* BEGIN Records for processing *
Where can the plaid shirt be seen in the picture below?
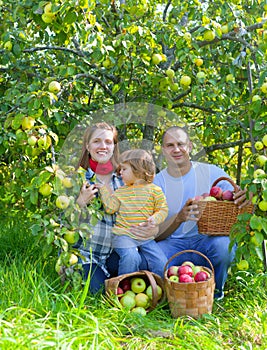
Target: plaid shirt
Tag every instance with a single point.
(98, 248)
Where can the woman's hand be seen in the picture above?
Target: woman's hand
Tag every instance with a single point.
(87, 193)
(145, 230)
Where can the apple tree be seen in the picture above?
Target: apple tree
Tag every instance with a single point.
* END Records for processing *
* BEGIN Records for processing *
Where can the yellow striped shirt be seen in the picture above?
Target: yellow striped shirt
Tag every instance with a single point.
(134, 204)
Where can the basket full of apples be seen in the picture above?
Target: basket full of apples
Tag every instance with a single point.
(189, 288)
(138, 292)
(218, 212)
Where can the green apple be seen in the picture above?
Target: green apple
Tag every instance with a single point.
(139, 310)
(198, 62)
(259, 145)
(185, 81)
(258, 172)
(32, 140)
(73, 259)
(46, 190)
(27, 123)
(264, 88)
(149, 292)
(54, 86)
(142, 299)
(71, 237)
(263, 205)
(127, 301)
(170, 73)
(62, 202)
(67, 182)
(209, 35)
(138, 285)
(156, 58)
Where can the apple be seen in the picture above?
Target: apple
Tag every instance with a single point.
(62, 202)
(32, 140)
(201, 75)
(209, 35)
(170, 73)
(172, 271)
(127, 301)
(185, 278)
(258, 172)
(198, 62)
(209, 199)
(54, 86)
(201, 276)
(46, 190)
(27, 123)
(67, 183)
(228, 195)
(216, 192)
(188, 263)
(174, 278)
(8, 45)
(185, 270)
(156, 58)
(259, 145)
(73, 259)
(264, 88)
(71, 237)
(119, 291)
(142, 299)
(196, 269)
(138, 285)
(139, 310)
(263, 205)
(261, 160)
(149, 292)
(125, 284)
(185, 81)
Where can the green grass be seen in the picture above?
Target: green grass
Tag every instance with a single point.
* END Records for processing *
> Directions: Pick out each line of the entries above that contains the word "shirt" and copy it.

> Answer to the problem:
Where can the plaid shirt be seen in the picture below?
Target: plaid shirt
Where can the yellow striped shirt be seen in the picture above?
Target: yellow striped shirt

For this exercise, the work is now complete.